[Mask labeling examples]
◆ ◆ ◆ ◆ ◆ ◆ ◆

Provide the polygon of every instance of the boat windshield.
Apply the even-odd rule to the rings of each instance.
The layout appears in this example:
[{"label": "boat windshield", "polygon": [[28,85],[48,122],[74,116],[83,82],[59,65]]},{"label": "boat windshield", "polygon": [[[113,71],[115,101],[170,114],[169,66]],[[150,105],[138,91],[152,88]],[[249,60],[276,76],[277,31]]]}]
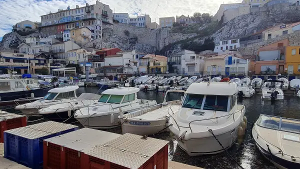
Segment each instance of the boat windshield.
[{"label": "boat windshield", "polygon": [[48,92],[47,95],[45,96],[44,99],[46,100],[53,100],[54,98],[58,94],[57,92]]},{"label": "boat windshield", "polygon": [[203,110],[227,112],[228,96],[206,95]]}]

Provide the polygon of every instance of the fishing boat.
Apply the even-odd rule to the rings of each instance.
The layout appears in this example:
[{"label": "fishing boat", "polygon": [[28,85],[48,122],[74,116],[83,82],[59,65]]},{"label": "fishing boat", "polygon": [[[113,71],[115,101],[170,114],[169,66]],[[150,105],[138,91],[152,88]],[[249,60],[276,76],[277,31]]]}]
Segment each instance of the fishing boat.
[{"label": "fishing boat", "polygon": [[300,168],[300,120],[260,114],[252,136],[262,155],[278,168]]},{"label": "fishing boat", "polygon": [[124,114],[122,110],[118,118],[122,124],[124,134],[144,136],[154,134],[168,128],[168,120],[180,110],[182,100],[166,102],[166,98],[169,92],[184,93],[184,90],[168,90],[166,93],[162,103],[141,110]]},{"label": "fishing boat", "polygon": [[283,100],[284,96],[284,92],[278,86],[278,84],[282,84],[282,81],[268,80],[262,85],[262,98],[264,100]]},{"label": "fishing boat", "polygon": [[41,116],[38,114],[38,110],[50,106],[58,104],[68,102],[76,98],[76,90],[79,87],[76,86],[70,86],[64,88],[52,88],[42,98],[26,104],[19,104],[19,100],[16,100],[15,102],[18,104],[14,109],[20,110],[28,116]]},{"label": "fishing boat", "polygon": [[[126,84],[129,86],[129,84]],[[103,92],[97,103],[82,108],[74,117],[86,128],[111,128],[120,126],[118,123],[119,108],[124,114],[156,104],[156,100],[138,99],[136,88],[122,87]]]},{"label": "fishing boat", "polygon": [[290,82],[288,82],[288,78],[284,76],[281,76],[280,78],[278,78],[277,80],[279,80],[279,81],[284,82],[284,83],[282,84],[282,86],[281,88],[282,88],[282,90],[286,90],[288,89],[288,86],[290,86]]},{"label": "fishing boat", "polygon": [[262,80],[260,78],[254,78],[251,82],[251,86],[254,88],[260,88],[262,84]]},{"label": "fishing boat", "polygon": [[74,120],[74,114],[80,108],[97,103],[100,98],[99,94],[83,93],[76,98],[70,98],[68,102],[55,103],[55,104],[38,110],[38,114],[50,120],[62,122],[67,120]]},{"label": "fishing boat", "polygon": [[255,92],[255,90],[250,86],[251,80],[249,77],[244,77],[240,80],[238,87],[238,96],[240,98],[251,98]]},{"label": "fishing boat", "polygon": [[237,104],[236,88],[234,83],[203,82],[188,88],[169,128],[188,155],[222,152],[235,143],[238,130],[243,134],[245,106]]},{"label": "fishing boat", "polygon": [[22,79],[0,79],[0,106],[32,102],[44,97],[53,85],[42,88],[30,88]]}]

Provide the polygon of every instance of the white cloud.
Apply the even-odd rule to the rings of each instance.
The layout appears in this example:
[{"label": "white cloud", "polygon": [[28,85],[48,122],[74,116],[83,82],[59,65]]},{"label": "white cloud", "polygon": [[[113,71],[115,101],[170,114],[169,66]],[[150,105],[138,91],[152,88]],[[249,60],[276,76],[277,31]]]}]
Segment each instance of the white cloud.
[{"label": "white cloud", "polygon": [[[240,2],[242,0],[102,0],[116,12],[137,12],[150,15],[152,22],[160,17],[191,16],[194,12],[215,14],[222,4]],[[95,4],[96,0],[0,0],[0,37],[10,32],[12,26],[26,20],[40,21],[41,15],[58,9],[75,8]]]}]

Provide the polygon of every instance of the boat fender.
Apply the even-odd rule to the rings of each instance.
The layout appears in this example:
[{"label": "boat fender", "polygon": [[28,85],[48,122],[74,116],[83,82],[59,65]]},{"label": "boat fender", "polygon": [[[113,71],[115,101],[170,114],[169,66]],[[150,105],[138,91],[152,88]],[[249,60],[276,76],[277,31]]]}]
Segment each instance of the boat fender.
[{"label": "boat fender", "polygon": [[246,130],[246,123],[244,120],[242,122],[242,134],[245,134],[245,131]]},{"label": "boat fender", "polygon": [[110,123],[114,123],[114,114],[110,114]]},{"label": "boat fender", "polygon": [[244,118],[242,118],[242,120],[245,122],[246,124],[246,126],[247,126],[247,117],[246,116],[244,116]]},{"label": "boat fender", "polygon": [[242,137],[244,135],[242,128],[242,126],[238,126],[238,137]]}]

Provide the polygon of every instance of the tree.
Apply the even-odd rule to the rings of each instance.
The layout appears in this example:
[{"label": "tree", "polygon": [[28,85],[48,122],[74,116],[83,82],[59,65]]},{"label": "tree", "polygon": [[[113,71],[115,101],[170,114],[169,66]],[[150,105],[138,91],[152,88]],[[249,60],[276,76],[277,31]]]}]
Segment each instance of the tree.
[{"label": "tree", "polygon": [[173,27],[176,27],[176,26],[180,26],[180,24],[179,24],[178,22],[174,22],[173,23]]}]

◆ ◆ ◆ ◆ ◆ ◆ ◆

- What is being asked
Copy the data above word for word, starting at the line with "Provide the polygon of every instance of the boat fender." and ending at the line with "Segment each instance of the boat fender.", both lines included.

- Output below
Provide the polygon of every instance of the boat fender.
Apply the even-odd rule to the rings of each instance.
The layout appears in this example:
[{"label": "boat fender", "polygon": [[28,85],[48,122],[74,116],[83,82],[59,65]]},{"label": "boat fender", "polygon": [[[113,71],[115,101],[170,114],[169,66]],[[150,105],[138,91],[152,88]],[[249,60],[276,76],[277,31]]]}]
Segment each instance of the boat fender.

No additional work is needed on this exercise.